Pull out every line below that contains the word "purple", matching case exactly.

Extracted records:
# # #

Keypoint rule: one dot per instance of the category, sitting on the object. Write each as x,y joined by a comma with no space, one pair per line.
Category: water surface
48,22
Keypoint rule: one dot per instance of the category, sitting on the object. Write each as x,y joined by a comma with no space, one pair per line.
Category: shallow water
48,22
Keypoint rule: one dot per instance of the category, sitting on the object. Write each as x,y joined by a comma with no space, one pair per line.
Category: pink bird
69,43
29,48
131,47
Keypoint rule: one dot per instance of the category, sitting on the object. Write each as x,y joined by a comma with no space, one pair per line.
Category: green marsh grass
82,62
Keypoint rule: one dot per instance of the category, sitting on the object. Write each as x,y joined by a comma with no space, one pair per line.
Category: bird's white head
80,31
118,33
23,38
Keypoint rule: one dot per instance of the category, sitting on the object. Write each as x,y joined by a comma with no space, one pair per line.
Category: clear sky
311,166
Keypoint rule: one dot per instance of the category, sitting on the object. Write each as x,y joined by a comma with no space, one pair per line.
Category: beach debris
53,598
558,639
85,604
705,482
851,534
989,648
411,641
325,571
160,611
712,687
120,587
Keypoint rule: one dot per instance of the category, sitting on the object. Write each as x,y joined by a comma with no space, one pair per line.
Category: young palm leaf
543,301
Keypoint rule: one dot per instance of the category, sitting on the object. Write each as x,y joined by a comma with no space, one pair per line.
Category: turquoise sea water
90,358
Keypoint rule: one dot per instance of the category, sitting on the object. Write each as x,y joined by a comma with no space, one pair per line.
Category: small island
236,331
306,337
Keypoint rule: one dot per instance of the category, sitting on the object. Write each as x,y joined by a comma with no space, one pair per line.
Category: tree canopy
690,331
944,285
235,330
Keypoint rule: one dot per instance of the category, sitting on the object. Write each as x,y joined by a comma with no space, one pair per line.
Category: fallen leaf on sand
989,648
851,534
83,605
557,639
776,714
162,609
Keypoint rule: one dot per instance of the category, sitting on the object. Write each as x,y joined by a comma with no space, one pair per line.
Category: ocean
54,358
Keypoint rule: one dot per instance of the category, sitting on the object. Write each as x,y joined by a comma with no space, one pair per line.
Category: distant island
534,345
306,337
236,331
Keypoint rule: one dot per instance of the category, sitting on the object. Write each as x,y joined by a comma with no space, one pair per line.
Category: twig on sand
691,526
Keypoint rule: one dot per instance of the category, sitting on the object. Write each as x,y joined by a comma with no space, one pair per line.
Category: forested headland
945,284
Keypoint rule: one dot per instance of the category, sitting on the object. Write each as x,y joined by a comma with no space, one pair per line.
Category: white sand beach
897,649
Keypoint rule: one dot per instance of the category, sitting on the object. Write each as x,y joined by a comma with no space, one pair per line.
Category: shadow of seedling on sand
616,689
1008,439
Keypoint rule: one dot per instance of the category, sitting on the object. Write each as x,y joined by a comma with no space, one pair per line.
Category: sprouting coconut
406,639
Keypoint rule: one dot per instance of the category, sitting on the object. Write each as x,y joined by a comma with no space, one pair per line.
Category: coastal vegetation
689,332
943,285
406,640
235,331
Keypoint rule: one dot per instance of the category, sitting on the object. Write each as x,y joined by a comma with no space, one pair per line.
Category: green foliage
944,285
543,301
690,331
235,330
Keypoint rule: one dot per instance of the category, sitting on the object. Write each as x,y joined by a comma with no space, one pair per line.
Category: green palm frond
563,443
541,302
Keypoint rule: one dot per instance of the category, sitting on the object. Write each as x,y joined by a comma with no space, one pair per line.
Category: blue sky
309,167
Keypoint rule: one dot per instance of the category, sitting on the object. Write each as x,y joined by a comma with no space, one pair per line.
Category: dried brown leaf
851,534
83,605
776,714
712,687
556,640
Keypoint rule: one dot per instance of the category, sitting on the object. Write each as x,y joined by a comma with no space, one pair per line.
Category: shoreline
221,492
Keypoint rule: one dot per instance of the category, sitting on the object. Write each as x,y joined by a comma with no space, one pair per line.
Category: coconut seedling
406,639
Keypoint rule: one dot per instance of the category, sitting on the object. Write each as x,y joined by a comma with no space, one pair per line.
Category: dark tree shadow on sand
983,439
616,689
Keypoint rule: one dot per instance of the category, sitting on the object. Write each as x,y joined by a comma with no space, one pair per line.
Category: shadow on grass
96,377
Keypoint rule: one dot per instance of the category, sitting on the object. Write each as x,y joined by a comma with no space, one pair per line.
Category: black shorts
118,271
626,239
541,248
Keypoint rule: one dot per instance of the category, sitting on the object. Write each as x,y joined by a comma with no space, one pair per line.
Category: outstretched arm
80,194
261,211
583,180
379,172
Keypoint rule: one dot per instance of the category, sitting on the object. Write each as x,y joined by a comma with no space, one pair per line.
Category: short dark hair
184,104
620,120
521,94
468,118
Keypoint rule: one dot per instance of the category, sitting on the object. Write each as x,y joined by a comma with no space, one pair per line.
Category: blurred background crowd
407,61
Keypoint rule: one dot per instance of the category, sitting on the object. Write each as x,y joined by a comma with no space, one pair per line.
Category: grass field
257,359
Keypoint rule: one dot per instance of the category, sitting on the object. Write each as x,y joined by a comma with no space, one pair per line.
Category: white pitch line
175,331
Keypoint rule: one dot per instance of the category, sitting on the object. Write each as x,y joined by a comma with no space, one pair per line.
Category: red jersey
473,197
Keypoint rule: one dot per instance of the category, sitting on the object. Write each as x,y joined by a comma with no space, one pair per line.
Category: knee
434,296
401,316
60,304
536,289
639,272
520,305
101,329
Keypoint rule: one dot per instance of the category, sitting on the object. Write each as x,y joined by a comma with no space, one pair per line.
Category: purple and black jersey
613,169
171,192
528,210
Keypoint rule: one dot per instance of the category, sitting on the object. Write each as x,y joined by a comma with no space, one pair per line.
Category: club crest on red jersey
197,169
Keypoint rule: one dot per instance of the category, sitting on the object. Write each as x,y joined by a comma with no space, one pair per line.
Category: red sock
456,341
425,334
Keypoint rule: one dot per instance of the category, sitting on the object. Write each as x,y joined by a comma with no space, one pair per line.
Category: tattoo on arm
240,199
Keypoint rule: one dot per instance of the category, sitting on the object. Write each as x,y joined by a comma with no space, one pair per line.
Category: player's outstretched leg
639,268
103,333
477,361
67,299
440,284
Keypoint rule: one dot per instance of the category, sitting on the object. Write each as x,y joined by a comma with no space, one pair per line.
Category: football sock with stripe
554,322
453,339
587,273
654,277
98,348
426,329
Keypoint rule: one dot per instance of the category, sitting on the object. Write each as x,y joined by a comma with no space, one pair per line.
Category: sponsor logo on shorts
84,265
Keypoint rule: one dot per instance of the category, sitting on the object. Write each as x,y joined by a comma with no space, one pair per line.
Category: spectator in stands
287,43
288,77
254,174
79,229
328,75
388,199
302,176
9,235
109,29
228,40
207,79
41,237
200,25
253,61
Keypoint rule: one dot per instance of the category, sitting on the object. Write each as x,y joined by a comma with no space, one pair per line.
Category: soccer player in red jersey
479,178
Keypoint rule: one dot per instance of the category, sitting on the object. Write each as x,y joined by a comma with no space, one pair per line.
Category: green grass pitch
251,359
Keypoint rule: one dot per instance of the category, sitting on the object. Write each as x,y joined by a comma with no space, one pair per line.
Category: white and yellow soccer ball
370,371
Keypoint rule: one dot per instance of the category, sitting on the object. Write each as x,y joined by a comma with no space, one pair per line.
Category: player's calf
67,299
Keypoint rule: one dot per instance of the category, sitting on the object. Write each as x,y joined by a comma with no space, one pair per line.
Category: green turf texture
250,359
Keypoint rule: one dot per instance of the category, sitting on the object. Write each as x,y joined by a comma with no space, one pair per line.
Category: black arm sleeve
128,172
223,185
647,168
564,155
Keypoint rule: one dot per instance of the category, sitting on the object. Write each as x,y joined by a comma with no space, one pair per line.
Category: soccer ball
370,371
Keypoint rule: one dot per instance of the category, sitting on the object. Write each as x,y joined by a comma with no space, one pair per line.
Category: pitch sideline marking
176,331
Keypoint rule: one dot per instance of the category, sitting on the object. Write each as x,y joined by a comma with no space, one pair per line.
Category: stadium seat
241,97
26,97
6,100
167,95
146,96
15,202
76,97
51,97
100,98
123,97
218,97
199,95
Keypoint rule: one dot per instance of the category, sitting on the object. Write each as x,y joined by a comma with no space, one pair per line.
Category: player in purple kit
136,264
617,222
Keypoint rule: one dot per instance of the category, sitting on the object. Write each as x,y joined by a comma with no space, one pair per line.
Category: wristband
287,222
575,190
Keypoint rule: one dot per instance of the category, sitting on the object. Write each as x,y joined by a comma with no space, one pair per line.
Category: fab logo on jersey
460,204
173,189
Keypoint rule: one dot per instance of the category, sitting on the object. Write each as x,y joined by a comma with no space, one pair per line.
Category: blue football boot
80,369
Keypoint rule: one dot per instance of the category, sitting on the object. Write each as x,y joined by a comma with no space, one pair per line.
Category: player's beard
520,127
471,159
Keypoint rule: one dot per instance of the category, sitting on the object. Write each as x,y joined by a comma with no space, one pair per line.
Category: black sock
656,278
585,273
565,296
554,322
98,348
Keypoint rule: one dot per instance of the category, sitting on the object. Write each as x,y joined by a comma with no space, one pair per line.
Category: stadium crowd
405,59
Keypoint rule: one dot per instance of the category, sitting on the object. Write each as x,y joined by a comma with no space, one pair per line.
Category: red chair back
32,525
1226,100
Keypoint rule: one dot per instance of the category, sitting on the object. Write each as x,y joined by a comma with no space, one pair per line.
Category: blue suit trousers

# # #

REPLY TO THE EXERCISE:
Category: purple and black jersey
Category: player in purple kit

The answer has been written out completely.